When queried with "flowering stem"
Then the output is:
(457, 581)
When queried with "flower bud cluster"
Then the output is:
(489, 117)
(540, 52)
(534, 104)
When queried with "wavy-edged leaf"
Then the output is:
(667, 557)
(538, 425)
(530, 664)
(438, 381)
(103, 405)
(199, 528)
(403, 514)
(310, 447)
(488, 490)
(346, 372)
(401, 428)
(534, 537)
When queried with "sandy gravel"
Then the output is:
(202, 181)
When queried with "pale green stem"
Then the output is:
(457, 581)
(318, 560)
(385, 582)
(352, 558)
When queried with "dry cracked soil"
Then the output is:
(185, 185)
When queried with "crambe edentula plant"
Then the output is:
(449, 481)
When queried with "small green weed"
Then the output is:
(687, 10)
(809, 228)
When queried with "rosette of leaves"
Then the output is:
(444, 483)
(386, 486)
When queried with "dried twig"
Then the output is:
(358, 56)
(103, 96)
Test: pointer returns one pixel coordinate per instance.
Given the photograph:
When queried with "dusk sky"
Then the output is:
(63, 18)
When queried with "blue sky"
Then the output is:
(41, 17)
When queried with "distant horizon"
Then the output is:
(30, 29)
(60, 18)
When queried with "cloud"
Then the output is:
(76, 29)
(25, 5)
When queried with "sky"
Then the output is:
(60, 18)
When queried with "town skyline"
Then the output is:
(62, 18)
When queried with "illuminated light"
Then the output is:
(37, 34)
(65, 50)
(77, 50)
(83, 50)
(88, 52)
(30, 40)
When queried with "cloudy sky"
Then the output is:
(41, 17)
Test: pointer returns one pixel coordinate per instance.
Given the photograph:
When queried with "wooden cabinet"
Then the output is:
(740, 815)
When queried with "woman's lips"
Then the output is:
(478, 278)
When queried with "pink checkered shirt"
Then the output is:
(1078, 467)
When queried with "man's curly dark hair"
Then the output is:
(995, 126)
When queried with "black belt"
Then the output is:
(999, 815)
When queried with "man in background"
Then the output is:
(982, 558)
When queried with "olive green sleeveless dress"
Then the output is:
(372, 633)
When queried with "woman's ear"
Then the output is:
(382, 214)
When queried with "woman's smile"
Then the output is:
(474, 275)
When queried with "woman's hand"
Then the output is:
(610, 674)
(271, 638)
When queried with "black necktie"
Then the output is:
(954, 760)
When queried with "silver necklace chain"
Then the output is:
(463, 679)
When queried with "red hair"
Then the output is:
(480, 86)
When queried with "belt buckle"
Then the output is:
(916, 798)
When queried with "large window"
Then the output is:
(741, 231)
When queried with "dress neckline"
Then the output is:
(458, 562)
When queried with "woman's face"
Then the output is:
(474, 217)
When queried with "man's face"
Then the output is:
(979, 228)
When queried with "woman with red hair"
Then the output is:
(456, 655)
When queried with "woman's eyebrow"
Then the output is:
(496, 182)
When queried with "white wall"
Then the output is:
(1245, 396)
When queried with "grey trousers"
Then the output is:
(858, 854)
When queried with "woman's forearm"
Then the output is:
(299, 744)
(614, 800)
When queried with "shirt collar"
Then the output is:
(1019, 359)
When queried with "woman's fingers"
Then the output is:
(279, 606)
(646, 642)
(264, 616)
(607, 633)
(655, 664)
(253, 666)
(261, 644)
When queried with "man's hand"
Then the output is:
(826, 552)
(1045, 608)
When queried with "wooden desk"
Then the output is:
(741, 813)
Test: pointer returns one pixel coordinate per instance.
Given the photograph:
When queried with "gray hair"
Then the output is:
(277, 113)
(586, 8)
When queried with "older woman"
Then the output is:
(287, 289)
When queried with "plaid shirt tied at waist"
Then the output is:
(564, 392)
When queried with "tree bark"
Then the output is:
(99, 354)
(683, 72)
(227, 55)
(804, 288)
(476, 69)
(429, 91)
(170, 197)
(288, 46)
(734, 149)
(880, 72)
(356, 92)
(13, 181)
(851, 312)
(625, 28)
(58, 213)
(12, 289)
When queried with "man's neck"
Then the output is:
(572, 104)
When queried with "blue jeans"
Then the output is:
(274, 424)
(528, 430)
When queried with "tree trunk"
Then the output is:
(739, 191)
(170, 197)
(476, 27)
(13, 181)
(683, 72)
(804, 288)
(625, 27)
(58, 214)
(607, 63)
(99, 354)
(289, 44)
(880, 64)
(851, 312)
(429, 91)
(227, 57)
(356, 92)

### Work to be completed
Exactly as shown, repeat every record.

### Task solution
When queried with "flowering stem"
Then the output is:
(457, 581)
When queried with "flower bud cluster"
Then the output is:
(489, 117)
(540, 52)
(534, 104)
When queried with "wavy-edged leaf"
Then the output is:
(667, 557)
(538, 425)
(530, 664)
(438, 381)
(103, 405)
(199, 528)
(403, 514)
(310, 447)
(488, 490)
(346, 372)
(401, 428)
(534, 537)
When queried with "sandy gravel"
Then the output is:
(202, 181)
When queried with "pale green stem"
Then the output is:
(457, 581)
(318, 560)
(385, 582)
(352, 558)
When queried with "dry cracked soil"
Then the output is:
(185, 185)
When queried with "crambe edentula plant"
Then the output is:
(449, 481)
When queried with "small green weed"
Then the output is:
(687, 10)
(809, 228)
When queried with "rosette of leaves"
Then the output is:
(444, 483)
(386, 486)
When queried with "dried twig"
Then the output is:
(358, 56)
(103, 96)
Test: pointer returns one pixel coordinate per instance.
Given the photograph:
When queried with "dusk sky"
Then the output is:
(63, 18)
When queried with "blue sky"
Then the output is:
(41, 17)
When queried with "distant horizon"
Then the output is:
(30, 29)
(60, 18)
When queried with "cloud"
Then the output is:
(76, 29)
(25, 5)
When queried with "sky"
Then the output is:
(60, 18)
When queried with "town skyline"
Then the output is:
(62, 18)
When queried with "illuminated light"
Then the output is:
(37, 34)
(65, 50)
(77, 50)
(83, 50)
(88, 52)
(30, 40)
When queried with "cloudy sky"
Then the output is:
(41, 17)
Test: pointer returns one pixel coordinate per instance.
Given the photograph:
When queried with "wooden cabinet"
Then the output is:
(740, 815)
When queried with "woman's lips"
Then the output is:
(478, 278)
When queried with "pink checkered shirt"
Then the output is:
(1078, 467)
When queried with "man's curly dark hair"
Then the output is:
(995, 126)
When queried with "black belt"
Then the output is:
(999, 815)
When queried with "man in background"
Then the output is:
(982, 558)
When queried with "olive green sleeveless dress"
Then the output is:
(372, 633)
When queried with "woman's ear"
Then the output is:
(382, 214)
When queried with "woman's smile"
Then the output is:
(474, 275)
When queried with "woman's hand"
Then the output is:
(610, 674)
(271, 638)
When queried with "black necktie"
Then the output is:
(954, 760)
When queried with "silver necklace chain"
Then the output is:
(463, 679)
When queried with "red hair"
Then the output is:
(480, 86)
When queried with "belt buckle"
Then the output is:
(916, 798)
When queried with "large window"
Then the output is:
(741, 231)
When queried with "dress neckline"
Then the output is:
(458, 562)
When queried with "woman's face"
Then the output is:
(474, 217)
When queried with "man's face"
Then the output is:
(979, 228)
When queried with "woman with red hair"
Then the output is:
(456, 655)
When queried with "woman's eyebrow"
Then the output is:
(496, 182)
When queried with "white wall"
Then the output is:
(1245, 396)
When queried with "grey trousers"
Then the output is:
(858, 854)
When queried with "woman's forearm"
Then the output is:
(299, 744)
(614, 800)
When queried with "shirt collar"
Then the output is:
(1019, 359)
When queried with "woman's fingers"
Then the output is:
(279, 606)
(646, 642)
(264, 616)
(607, 633)
(655, 664)
(253, 666)
(261, 644)
When queried with "man's hand"
Then the output is:
(826, 552)
(1045, 608)
When queried with "wooden desk"
Then the output is:
(741, 813)
Test: pointer returns one pixel coordinate per instance.
Given the photograph:
When queried with "gray hair"
Then the output is:
(277, 113)
(586, 8)
When queried with "older woman"
Then the output is:
(287, 289)
When queried with "plaid shirt tied at waist"
Then the output is:
(564, 392)
When queried with "tree bark"
Then the output is:
(99, 354)
(683, 72)
(227, 55)
(804, 288)
(476, 69)
(429, 91)
(170, 197)
(288, 46)
(734, 149)
(880, 72)
(356, 92)
(13, 181)
(851, 312)
(625, 28)
(58, 213)
(12, 289)
When queried with "man's neck"
Then the output is:
(572, 104)
When queried with "blue jeans"
Then the output is:
(274, 424)
(528, 430)
When queried with "tree trunk"
Then the output is:
(739, 191)
(170, 197)
(476, 27)
(13, 181)
(683, 72)
(804, 288)
(625, 27)
(58, 214)
(607, 63)
(99, 354)
(289, 44)
(880, 64)
(851, 312)
(429, 91)
(227, 57)
(356, 92)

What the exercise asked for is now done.